== EXTRACTED RECORDS ==
— Begin —

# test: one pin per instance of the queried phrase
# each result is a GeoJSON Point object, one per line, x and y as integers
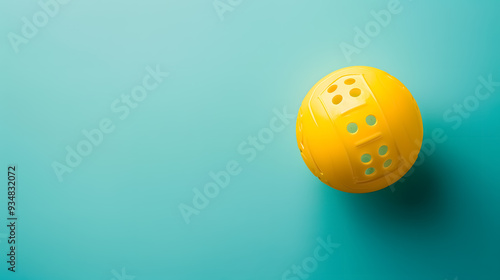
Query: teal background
{"type": "Point", "coordinates": [119, 207]}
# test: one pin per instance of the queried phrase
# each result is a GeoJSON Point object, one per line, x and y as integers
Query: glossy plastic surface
{"type": "Point", "coordinates": [359, 129]}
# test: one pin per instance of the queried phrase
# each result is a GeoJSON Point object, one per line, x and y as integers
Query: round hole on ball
{"type": "Point", "coordinates": [366, 158]}
{"type": "Point", "coordinates": [371, 120]}
{"type": "Point", "coordinates": [332, 88]}
{"type": "Point", "coordinates": [352, 128]}
{"type": "Point", "coordinates": [337, 99]}
{"type": "Point", "coordinates": [349, 81]}
{"type": "Point", "coordinates": [382, 150]}
{"type": "Point", "coordinates": [355, 92]}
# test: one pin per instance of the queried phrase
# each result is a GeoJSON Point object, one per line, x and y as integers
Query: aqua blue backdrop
{"type": "Point", "coordinates": [234, 67]}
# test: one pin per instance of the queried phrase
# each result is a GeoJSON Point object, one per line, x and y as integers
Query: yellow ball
{"type": "Point", "coordinates": [359, 129]}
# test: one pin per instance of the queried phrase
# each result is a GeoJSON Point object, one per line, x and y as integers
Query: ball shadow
{"type": "Point", "coordinates": [416, 202]}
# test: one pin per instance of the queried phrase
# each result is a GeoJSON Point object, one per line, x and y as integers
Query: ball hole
{"type": "Point", "coordinates": [352, 128]}
{"type": "Point", "coordinates": [383, 150]}
{"type": "Point", "coordinates": [332, 88]}
{"type": "Point", "coordinates": [337, 99]}
{"type": "Point", "coordinates": [366, 158]}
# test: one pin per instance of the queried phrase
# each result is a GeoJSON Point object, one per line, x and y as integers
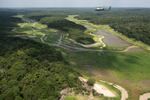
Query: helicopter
{"type": "Point", "coordinates": [103, 8]}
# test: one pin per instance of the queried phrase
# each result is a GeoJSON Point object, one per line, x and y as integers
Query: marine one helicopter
{"type": "Point", "coordinates": [103, 8]}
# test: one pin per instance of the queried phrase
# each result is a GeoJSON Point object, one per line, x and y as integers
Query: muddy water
{"type": "Point", "coordinates": [112, 40]}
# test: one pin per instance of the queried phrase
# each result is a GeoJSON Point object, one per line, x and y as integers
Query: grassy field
{"type": "Point", "coordinates": [130, 70]}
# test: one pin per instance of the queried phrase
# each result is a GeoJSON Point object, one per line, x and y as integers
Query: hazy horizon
{"type": "Point", "coordinates": [72, 3]}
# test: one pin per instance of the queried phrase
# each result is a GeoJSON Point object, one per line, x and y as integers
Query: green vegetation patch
{"type": "Point", "coordinates": [33, 25]}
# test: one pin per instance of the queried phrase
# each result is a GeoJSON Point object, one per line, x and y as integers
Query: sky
{"type": "Point", "coordinates": [74, 3]}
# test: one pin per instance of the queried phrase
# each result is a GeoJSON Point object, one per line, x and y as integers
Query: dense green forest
{"type": "Point", "coordinates": [31, 70]}
{"type": "Point", "coordinates": [134, 23]}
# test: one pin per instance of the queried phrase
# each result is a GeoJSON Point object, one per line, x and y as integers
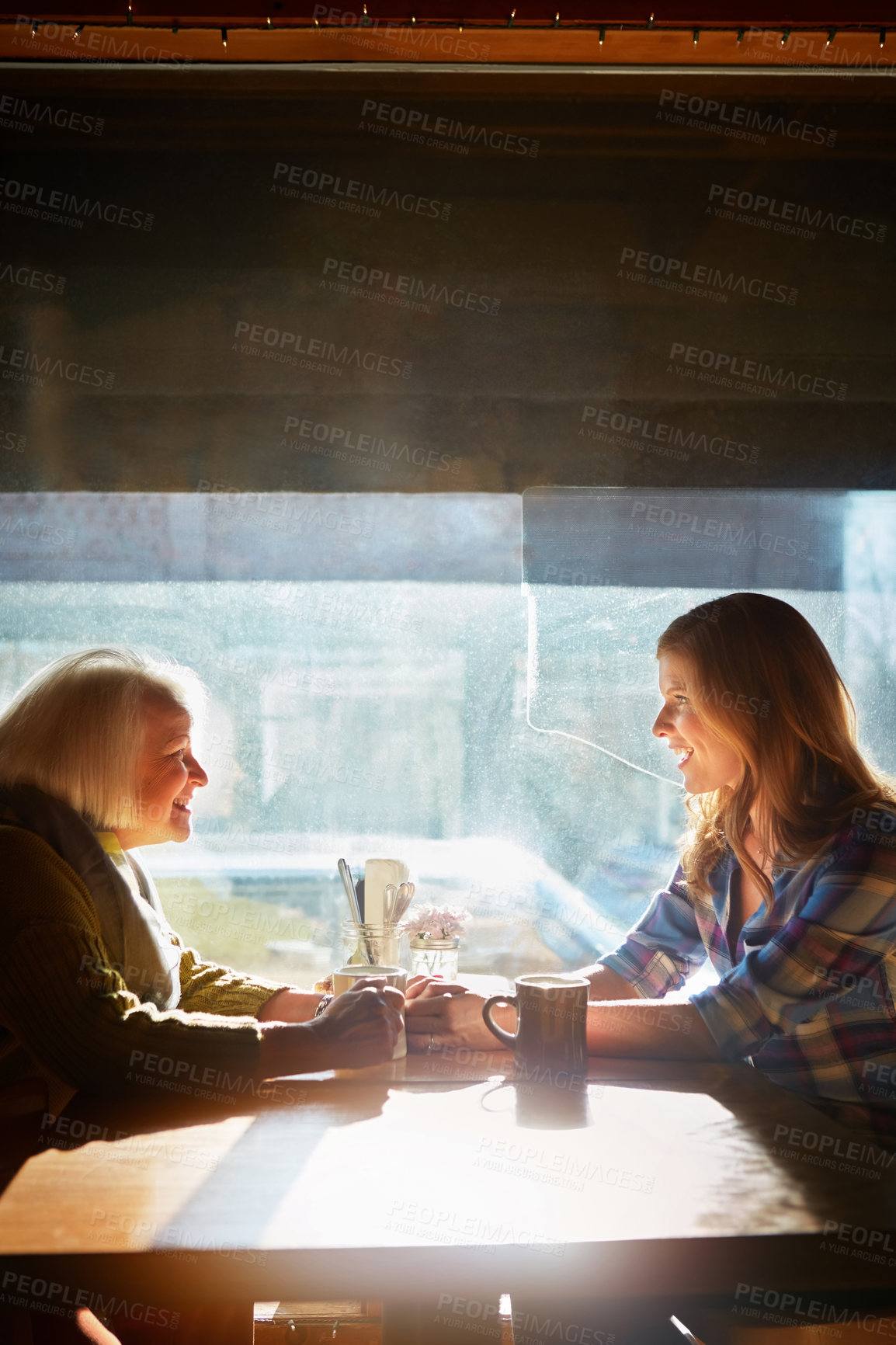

— End —

== TASK DIRECTIONS ==
Which lines of the records above contain the word "ball"? List each of them in full.

== WRITTEN REPLY ==
Query: round hole on ball
Query: yellow ball
Query: ball shadow
Query: ball hole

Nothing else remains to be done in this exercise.